▶ [Try it]: How many lines in the entries below contain the string "clicks"? Reply with the number only.

▶ [Dataset]:
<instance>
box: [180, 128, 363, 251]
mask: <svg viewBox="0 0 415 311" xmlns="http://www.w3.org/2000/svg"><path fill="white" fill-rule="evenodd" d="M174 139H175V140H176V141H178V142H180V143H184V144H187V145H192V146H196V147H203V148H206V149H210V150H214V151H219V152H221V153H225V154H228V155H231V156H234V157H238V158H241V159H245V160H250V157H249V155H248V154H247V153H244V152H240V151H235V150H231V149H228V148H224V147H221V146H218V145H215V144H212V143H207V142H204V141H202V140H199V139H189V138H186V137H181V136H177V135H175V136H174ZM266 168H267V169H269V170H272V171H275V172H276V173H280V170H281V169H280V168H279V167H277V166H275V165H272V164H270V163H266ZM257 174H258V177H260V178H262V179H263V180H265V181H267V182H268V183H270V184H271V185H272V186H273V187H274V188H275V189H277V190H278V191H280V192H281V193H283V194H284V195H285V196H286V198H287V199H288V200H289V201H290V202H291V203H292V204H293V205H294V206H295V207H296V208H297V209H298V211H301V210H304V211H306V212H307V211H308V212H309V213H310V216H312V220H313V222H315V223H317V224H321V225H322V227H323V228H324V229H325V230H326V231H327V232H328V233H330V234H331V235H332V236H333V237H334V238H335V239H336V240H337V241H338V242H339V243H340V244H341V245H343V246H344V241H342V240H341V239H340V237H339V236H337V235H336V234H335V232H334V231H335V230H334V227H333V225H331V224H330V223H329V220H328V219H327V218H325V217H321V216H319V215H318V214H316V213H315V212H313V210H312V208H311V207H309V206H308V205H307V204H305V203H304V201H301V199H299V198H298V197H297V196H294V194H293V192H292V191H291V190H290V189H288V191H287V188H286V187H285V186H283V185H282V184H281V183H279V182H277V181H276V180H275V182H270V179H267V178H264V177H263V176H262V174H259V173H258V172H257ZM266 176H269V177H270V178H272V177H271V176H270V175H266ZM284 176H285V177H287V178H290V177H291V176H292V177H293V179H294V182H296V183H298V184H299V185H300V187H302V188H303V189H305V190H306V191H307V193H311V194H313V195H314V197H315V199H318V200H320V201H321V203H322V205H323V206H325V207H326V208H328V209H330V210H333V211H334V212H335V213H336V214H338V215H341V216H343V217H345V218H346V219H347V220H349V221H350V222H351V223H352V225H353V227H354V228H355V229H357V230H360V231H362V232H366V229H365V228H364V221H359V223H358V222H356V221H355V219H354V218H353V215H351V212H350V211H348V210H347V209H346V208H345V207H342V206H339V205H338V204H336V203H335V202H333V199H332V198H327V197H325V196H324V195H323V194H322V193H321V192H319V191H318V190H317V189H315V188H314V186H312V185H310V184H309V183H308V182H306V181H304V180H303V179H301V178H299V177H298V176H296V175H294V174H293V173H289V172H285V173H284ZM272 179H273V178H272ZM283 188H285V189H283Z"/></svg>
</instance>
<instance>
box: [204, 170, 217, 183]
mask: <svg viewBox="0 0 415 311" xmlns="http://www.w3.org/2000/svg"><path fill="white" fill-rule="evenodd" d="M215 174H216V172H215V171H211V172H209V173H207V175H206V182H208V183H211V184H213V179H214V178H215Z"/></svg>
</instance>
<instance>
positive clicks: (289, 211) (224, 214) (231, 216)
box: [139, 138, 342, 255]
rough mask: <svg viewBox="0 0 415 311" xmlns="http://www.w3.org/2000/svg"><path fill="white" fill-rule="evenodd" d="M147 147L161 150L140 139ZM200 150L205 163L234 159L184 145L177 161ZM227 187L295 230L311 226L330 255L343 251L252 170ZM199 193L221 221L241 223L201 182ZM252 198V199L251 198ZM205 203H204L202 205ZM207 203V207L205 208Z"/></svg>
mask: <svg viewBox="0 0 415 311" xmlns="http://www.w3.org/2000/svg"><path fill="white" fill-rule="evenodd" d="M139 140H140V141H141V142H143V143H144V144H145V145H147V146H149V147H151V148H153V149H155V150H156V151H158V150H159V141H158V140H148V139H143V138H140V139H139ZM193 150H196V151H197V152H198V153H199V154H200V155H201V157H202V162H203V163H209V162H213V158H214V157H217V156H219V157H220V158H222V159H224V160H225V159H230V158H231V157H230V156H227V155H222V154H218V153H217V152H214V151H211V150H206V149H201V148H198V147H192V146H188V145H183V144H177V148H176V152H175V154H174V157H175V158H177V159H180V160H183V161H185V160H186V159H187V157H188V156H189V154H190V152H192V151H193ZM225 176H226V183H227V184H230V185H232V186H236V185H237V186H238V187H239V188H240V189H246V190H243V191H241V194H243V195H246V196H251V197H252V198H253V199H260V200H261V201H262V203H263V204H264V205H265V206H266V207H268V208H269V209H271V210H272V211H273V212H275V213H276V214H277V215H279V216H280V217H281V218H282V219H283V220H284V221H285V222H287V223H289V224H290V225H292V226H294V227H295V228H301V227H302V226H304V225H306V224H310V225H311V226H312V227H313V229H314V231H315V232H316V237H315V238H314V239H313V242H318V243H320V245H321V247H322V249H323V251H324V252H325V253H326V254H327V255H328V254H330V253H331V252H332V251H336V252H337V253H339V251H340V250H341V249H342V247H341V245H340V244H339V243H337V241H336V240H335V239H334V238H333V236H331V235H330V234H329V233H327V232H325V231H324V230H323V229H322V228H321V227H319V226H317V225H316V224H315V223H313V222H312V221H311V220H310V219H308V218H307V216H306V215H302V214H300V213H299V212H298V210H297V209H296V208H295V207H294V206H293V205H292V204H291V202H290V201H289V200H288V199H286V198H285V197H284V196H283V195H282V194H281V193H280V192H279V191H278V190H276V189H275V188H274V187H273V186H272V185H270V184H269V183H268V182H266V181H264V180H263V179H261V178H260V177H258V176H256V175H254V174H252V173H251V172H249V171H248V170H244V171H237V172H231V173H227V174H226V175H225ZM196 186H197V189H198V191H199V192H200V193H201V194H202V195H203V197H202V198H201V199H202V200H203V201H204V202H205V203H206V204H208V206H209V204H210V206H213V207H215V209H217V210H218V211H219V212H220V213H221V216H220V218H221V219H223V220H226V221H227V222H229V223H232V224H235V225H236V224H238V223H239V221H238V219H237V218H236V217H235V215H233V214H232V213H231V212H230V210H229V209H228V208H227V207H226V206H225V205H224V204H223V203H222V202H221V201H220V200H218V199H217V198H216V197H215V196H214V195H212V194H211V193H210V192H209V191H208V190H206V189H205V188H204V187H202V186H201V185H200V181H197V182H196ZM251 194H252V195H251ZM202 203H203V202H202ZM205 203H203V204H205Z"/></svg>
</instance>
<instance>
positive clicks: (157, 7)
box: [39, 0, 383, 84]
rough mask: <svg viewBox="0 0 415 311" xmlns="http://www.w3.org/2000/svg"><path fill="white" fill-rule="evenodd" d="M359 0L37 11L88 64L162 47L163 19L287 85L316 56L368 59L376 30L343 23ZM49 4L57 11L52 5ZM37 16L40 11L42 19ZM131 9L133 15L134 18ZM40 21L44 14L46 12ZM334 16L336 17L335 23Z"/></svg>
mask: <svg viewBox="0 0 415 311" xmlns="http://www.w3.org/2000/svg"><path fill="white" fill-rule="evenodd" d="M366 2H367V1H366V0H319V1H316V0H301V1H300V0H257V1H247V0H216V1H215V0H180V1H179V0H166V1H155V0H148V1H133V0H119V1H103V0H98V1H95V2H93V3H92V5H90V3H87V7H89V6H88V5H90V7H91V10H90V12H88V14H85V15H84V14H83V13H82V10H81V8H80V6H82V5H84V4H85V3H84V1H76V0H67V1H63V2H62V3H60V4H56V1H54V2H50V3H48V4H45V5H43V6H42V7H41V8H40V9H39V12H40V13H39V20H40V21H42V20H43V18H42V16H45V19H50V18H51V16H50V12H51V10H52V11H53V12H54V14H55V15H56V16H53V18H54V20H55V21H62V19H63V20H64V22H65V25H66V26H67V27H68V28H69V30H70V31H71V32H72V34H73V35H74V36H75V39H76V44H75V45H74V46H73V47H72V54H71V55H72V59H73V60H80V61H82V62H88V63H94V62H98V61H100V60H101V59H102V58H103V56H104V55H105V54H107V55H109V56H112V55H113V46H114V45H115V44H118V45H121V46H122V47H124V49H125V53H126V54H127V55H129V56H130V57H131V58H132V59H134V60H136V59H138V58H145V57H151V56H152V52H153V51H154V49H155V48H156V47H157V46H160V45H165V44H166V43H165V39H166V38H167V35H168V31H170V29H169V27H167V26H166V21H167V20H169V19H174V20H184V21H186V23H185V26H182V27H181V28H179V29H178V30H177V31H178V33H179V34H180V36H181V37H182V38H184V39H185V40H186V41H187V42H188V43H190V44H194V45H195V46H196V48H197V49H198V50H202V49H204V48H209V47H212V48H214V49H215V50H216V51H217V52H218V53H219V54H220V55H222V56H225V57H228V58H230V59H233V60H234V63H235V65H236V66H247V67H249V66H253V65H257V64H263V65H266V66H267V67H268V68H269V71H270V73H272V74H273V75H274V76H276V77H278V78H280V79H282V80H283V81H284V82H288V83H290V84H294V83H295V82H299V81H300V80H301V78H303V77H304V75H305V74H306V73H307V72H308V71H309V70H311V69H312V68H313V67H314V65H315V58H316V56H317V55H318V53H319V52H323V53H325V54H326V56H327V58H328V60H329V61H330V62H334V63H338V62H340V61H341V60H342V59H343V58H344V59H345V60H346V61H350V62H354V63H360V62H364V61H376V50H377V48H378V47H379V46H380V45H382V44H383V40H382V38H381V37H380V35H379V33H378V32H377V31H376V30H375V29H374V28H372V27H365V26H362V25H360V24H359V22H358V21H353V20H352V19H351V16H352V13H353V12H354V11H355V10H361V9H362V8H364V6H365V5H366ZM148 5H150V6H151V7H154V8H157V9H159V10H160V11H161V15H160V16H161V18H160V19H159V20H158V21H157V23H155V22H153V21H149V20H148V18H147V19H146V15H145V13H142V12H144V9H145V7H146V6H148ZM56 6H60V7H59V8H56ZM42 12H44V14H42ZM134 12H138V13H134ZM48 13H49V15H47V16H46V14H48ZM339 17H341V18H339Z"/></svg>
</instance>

▶ [Result of the exercise]: 2